Dengue Fever Reemerges in Florida After 75 Years


ATLANTA — An estimated 5% of the Key West, Fla., population—more that 1,000 people—showed evidence of recent exposure to dengue virus in 2009, according to the Centers for Disease Control and Prevention and the Florida Department of Health.

Dengue is the most common mosquito-transmitted virus and causes 25,000 deaths each year, according to the CDC. From 1946 to 1980, no cases of dengue acquired in the continental United States were reported, and there has not been an outbreak in Florida since 1934.

These cases represent the reemergence of dengue fever in Florida (and elsewhere in the United States) after 75 years, Dr. Harold Margolis, chief of the dengue branch at CDC, said at the conference.

After three locally-acquired cases of dengue fever were initially reported in 2009, scientists from the CDC and the Florida Department of Health conducted a study to estimate the potential exposure of the Key West population to dengue virus.

Since 1980, a few locally acquired U.S. cases have been confirmed along the Texas-Mexico border, which coincided with large outbreaks in neighboring Mexican cities. In recent years, there has been an increase in epidemic dengue in the tropics and subtropics, including in Puerto Rico, the CDC reported. On Sept. 1, 2009, a New York state physician notified the Monroe County (Fla.) Health Department and FDH of a suspected dengue case in a New York state resident whose only recent travel had been to Key West. In the next 2 weeks, two dengue infections in Key West residents without recent travel were confirmed. By the end of 2009, 27 cases had been identified.

ASSIGNMENT 1:
According to the dengue fever article, in what year was the last outbreak in Florida before the 2009 cases?
ASSIGNMENT 2:
Name every health agency or department mentioned in the dengue fever article.
ASSIGNMENT 3:
Continue the dengue fever article from where it stops.

RECORDED DATA:

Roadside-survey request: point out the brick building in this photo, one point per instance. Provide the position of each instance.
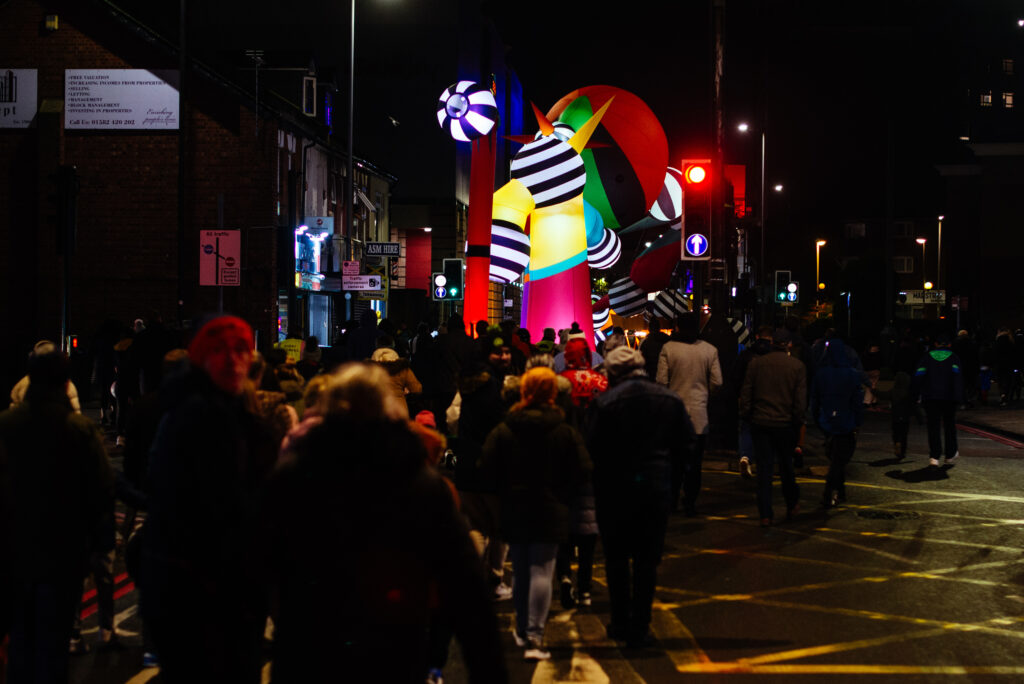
(135, 255)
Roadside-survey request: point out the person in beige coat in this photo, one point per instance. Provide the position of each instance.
(403, 381)
(689, 368)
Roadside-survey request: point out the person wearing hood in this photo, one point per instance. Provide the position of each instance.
(689, 367)
(56, 502)
(838, 407)
(403, 381)
(638, 435)
(760, 347)
(773, 400)
(939, 383)
(363, 340)
(208, 464)
(539, 462)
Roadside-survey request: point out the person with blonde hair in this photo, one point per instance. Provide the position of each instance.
(389, 552)
(539, 462)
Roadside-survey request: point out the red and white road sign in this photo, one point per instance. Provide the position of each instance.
(219, 257)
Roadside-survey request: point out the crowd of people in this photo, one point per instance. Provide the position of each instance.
(367, 504)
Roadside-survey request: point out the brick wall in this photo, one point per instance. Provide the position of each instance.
(126, 264)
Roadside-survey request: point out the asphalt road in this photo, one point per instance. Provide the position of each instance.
(918, 578)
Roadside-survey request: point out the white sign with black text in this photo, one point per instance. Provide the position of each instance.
(18, 97)
(120, 99)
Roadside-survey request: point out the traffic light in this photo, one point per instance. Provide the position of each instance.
(453, 271)
(782, 280)
(696, 209)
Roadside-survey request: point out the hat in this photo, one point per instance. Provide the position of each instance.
(426, 418)
(622, 360)
(384, 354)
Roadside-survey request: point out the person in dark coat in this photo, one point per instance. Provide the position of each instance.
(208, 463)
(363, 340)
(638, 432)
(56, 497)
(939, 383)
(355, 593)
(539, 463)
(773, 400)
(838, 407)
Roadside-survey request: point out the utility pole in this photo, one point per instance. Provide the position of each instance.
(719, 301)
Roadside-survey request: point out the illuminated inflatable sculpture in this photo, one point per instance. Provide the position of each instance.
(468, 112)
(557, 218)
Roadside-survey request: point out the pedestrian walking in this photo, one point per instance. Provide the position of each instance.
(539, 463)
(760, 347)
(56, 496)
(356, 592)
(638, 434)
(689, 367)
(209, 461)
(773, 400)
(838, 407)
(939, 383)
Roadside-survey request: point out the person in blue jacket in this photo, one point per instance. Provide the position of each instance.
(939, 383)
(837, 403)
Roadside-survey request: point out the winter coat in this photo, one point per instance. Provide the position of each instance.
(56, 492)
(939, 377)
(774, 391)
(637, 432)
(209, 461)
(692, 372)
(387, 552)
(539, 462)
(837, 394)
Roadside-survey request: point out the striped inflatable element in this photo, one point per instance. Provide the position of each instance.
(626, 298)
(551, 170)
(605, 253)
(467, 111)
(670, 303)
(669, 206)
(742, 333)
(562, 131)
(600, 317)
(509, 252)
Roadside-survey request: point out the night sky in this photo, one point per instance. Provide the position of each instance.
(840, 88)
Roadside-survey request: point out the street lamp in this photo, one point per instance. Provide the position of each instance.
(817, 267)
(922, 241)
(761, 210)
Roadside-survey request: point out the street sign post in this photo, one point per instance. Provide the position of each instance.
(220, 257)
(360, 283)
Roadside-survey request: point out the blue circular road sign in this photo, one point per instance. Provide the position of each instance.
(696, 245)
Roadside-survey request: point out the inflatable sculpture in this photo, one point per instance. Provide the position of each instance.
(557, 218)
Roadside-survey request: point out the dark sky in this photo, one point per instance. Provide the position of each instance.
(840, 88)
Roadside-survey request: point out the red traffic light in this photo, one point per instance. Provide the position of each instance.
(695, 171)
(695, 174)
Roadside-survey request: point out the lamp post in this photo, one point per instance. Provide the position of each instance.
(922, 242)
(349, 186)
(817, 267)
(761, 213)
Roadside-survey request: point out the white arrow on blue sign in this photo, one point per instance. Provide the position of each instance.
(696, 245)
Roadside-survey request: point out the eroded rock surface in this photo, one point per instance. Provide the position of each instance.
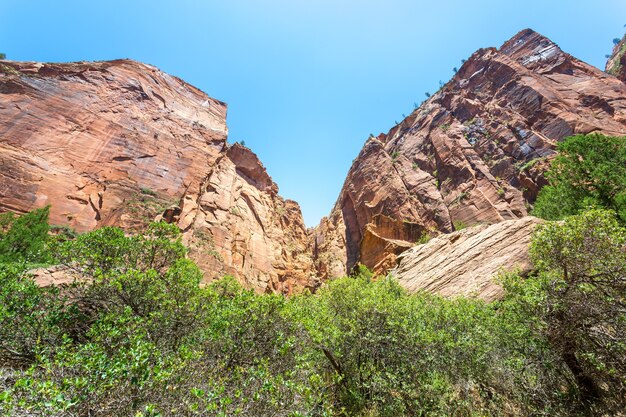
(472, 153)
(465, 263)
(122, 143)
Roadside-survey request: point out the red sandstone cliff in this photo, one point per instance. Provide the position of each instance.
(616, 64)
(122, 143)
(472, 153)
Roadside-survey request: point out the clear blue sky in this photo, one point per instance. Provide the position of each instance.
(305, 81)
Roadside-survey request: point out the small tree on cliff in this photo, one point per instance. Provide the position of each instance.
(577, 301)
(590, 170)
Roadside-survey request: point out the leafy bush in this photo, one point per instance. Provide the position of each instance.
(590, 170)
(23, 238)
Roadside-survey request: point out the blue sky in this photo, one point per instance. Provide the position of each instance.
(305, 81)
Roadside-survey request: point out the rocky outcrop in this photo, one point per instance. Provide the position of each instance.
(474, 152)
(122, 143)
(465, 263)
(616, 64)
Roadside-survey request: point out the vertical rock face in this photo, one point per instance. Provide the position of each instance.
(473, 153)
(122, 143)
(616, 64)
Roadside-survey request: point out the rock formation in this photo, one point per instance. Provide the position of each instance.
(474, 152)
(616, 64)
(466, 262)
(122, 143)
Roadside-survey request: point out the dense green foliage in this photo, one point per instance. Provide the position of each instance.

ANSWER BOX 1:
1934

ANSWER BOX 2:
Centers for Disease Control and Prevention (CDC); Florida Department of Health (FDH); Monroe County (Fla.) Health Department

ANSWER BOX 3:
In a poster presented at the conference, a total of 240 blood samples were collected from randomly selected households in Key West and tested for the presence of virus or evidence of a previous dengue infection. Among the samples, 4.95% had dengue active in their systems or had dengue antibodies. The strain was similar to strains from Mexico, according to study investigator, Glen Gallagher, of the CDC's dengue branch in Puerto Rico.

The take-away for physicians is that dengue fever can be a potential diagnosis even in patients without a history of travel, he said in an interview.

The CDC and the FDH continue to monitor cases in and around Key West. As of the end of June 2010, there had been 12 additional cases of locally-acquired dengue infections, bringing the total to 39.

Disclosures: Mr. Gallagher reported that he had no conflicts.

Evidence of dengue or its antibodies was detected in 4.95% of 240 blood samples in Key West.


The dengue virus, transmitted by the Aedes aegypti mosquito, causes 25,000 deaths annually.